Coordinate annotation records
* * *

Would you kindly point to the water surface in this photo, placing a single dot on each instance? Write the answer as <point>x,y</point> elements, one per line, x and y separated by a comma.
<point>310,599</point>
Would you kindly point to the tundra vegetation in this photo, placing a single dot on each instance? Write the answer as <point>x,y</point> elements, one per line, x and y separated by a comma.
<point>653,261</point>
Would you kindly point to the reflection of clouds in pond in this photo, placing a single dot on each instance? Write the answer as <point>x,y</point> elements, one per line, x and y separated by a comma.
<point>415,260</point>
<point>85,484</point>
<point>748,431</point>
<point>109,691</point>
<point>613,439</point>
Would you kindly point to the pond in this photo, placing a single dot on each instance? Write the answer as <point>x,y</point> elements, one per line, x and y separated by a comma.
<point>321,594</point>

* * *

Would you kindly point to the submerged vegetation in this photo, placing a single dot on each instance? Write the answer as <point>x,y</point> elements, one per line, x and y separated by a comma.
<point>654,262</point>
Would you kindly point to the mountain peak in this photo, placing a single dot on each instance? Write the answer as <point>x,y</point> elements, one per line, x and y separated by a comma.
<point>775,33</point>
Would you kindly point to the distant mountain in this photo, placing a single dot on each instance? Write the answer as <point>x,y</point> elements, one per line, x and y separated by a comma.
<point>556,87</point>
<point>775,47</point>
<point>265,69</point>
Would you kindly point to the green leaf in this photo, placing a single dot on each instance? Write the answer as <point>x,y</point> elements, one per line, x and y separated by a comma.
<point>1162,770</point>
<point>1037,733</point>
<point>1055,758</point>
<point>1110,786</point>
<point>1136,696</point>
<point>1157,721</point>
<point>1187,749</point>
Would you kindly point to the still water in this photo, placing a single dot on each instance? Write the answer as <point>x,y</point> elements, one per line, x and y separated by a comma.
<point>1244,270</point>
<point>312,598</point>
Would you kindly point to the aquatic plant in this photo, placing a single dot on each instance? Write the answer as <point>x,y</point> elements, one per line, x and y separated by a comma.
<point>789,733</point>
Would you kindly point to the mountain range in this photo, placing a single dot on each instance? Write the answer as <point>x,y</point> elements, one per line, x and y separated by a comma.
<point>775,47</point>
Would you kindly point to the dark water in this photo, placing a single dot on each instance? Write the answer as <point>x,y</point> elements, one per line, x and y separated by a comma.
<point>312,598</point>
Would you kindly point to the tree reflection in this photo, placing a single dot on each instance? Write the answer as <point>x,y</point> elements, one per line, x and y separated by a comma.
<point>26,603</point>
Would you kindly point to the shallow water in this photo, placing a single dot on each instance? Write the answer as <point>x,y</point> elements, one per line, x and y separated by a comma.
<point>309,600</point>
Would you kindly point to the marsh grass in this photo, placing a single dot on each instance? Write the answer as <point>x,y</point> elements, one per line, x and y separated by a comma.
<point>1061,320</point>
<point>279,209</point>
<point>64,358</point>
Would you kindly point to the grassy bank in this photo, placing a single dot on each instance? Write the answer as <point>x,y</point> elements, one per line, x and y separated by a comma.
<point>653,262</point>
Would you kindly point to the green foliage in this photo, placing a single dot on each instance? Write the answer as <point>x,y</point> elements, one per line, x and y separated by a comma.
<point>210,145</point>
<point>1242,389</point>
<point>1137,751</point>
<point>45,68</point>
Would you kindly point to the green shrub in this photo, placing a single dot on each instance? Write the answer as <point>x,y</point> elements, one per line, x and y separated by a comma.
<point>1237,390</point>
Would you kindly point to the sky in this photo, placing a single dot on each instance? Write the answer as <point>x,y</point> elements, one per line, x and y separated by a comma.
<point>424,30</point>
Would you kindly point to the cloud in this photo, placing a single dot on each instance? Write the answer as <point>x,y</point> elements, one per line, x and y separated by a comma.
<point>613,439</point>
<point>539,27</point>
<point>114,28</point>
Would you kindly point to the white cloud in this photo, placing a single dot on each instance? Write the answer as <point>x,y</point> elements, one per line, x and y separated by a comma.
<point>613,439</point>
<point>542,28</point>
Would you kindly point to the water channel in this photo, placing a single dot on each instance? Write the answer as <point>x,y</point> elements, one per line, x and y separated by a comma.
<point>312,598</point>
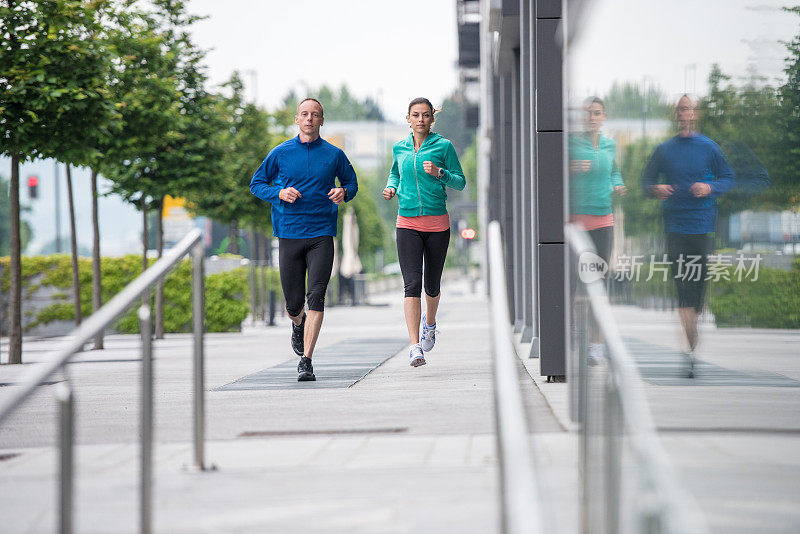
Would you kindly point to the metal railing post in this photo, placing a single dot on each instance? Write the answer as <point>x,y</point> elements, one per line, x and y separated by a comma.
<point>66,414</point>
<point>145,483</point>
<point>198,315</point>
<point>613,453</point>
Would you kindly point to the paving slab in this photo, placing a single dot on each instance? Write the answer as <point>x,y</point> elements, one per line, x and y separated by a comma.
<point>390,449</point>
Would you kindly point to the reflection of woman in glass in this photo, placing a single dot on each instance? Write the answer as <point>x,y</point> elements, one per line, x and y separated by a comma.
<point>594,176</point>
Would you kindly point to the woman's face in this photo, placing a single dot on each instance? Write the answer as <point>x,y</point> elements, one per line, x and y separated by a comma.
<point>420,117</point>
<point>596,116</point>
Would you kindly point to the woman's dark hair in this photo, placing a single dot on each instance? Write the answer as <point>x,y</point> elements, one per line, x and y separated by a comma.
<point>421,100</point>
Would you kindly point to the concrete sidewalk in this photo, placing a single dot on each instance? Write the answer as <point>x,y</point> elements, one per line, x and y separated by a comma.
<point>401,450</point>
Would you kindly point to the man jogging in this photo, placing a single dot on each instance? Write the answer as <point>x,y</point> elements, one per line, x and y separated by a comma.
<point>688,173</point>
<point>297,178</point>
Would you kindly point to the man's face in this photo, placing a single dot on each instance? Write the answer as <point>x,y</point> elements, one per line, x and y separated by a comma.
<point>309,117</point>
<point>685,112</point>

* * *

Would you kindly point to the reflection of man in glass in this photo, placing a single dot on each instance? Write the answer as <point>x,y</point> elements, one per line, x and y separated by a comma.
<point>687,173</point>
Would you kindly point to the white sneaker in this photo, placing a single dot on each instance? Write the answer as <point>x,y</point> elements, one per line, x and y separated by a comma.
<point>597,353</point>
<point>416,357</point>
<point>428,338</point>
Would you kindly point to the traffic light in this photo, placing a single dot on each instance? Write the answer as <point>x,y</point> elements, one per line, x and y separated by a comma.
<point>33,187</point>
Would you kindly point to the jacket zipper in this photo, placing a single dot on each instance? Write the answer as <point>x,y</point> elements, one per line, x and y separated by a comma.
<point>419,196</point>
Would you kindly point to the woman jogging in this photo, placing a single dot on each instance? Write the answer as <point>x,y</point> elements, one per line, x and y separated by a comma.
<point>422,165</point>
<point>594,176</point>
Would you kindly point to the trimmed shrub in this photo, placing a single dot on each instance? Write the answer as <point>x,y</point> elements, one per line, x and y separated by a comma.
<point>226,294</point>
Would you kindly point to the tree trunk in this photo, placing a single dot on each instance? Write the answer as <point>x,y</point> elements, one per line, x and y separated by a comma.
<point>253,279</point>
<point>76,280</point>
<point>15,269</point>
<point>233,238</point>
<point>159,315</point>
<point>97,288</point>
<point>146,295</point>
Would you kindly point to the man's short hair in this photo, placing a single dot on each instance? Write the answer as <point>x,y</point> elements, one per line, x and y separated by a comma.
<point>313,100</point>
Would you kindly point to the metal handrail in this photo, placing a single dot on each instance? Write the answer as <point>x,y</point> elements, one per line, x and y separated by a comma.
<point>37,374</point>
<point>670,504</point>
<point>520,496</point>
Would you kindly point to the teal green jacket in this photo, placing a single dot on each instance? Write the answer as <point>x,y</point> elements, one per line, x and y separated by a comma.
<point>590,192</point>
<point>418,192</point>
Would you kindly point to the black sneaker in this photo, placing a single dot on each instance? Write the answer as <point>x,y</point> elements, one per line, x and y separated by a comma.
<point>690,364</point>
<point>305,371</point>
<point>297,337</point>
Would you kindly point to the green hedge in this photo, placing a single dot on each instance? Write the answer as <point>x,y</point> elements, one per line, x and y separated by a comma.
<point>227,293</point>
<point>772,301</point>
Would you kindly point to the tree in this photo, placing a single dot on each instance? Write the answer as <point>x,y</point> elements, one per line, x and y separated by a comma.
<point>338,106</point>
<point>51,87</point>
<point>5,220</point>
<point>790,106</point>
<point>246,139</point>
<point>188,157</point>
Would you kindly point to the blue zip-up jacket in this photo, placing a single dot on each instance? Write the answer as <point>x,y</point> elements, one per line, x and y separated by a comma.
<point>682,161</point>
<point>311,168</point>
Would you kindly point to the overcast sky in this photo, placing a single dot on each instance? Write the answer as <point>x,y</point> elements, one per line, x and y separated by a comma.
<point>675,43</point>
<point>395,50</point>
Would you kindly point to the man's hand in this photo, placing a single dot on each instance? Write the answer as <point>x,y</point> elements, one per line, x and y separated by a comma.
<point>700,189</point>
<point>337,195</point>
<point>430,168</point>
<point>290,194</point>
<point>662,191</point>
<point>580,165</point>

* * *

# [Exercise details]
Pick out every line of the entries above that contains the word "light", and copy each of those lines in full.

# [Response to this task]
Would you kindly point to the traffic light in this photo, placing a single dot on each instance? Write the answer as <point>x,y</point> elements, one per line, x and y separated by a comma.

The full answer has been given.